Exercise goal => Report each line of the listing below that contains the string "cliff", copying every such line in full.

(Records from a collection)

---------------

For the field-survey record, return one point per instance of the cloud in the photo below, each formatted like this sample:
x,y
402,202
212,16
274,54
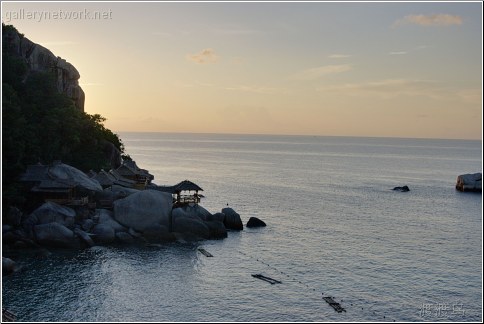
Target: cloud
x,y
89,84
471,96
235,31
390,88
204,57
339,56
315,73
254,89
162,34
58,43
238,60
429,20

---------------

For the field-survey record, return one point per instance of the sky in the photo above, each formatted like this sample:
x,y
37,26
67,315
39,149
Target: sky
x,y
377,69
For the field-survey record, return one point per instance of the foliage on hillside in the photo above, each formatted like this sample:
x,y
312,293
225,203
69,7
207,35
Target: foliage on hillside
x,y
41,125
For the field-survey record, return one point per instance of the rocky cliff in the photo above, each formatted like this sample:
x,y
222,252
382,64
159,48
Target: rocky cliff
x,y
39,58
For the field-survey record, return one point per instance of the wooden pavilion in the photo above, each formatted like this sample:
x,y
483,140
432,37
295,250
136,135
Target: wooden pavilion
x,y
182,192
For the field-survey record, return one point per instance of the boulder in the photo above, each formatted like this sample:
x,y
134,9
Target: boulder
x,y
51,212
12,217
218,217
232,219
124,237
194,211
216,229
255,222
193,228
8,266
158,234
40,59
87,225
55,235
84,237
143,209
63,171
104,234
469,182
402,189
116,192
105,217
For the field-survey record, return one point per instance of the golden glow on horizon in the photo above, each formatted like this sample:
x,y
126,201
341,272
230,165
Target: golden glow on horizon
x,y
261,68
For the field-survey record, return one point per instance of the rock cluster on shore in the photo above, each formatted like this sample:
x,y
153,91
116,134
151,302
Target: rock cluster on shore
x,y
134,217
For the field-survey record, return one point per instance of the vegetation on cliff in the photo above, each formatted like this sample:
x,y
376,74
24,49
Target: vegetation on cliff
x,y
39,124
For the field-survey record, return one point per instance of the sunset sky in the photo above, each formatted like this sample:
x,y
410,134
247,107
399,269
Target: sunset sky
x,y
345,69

---------------

Complete response =>
For the field-survey record, return one point per instance of the rocky cliff in the photo above, each formatted like this sample:
Target: rocky cliff
For the field-survey record, return one point per instance of the vegetation on cliff in the photo above, each formatted like this sample:
Target: vegetation on cliff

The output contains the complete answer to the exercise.